■ Task to carry out ■
Copy out the records below with "green leafy canopy" swapped for "tree crown" wherever it occurs, leaving everything else unchanged. Leave the pictures out.

[A run of records]
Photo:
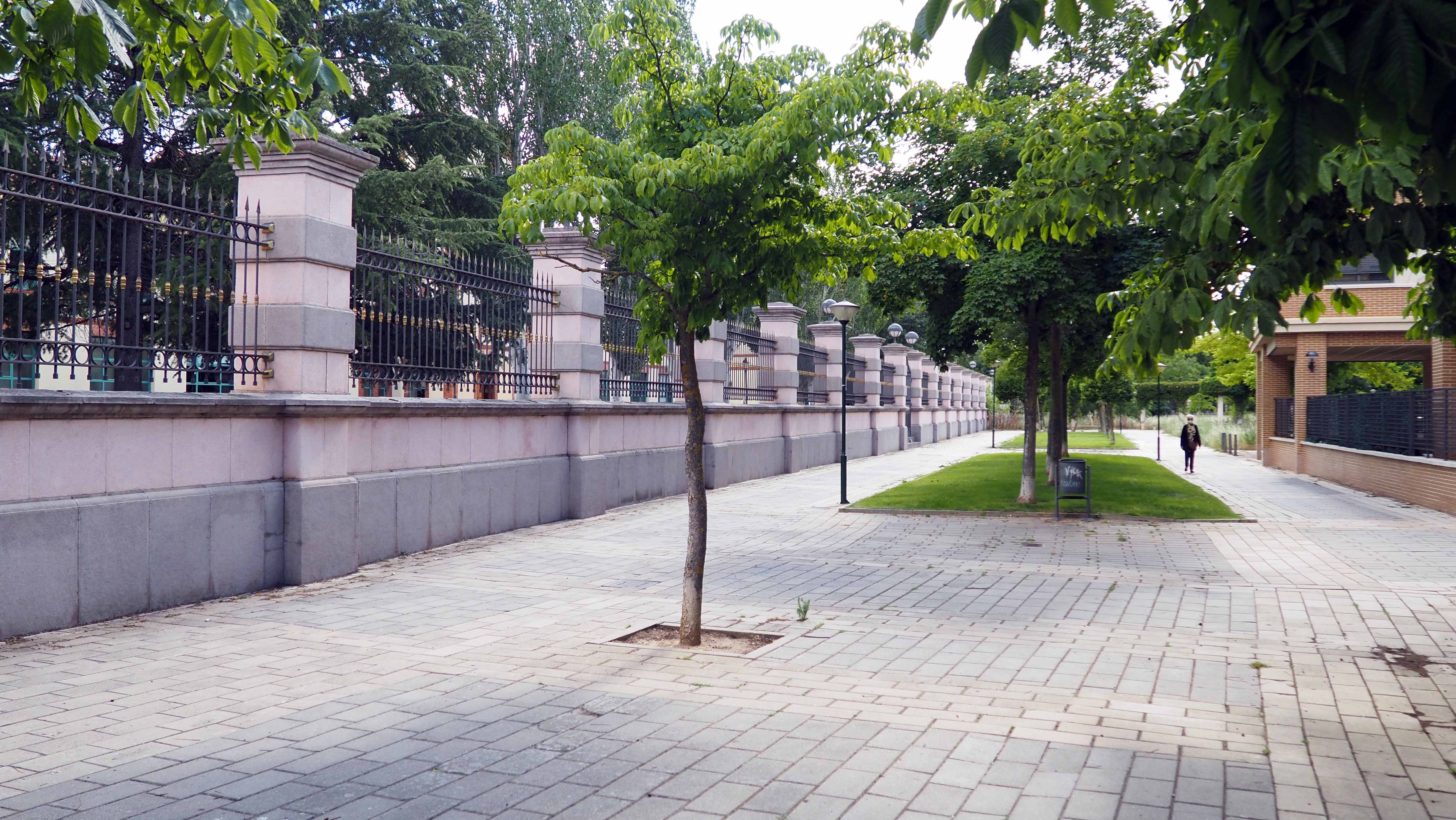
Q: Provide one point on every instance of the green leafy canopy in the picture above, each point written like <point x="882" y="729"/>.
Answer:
<point x="726" y="184"/>
<point x="231" y="53"/>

■ In response ■
Photo:
Q: Provide one point on every instance of the tree crown in the picture above, each point written like <point x="882" y="729"/>.
Answer:
<point x="726" y="184"/>
<point x="231" y="53"/>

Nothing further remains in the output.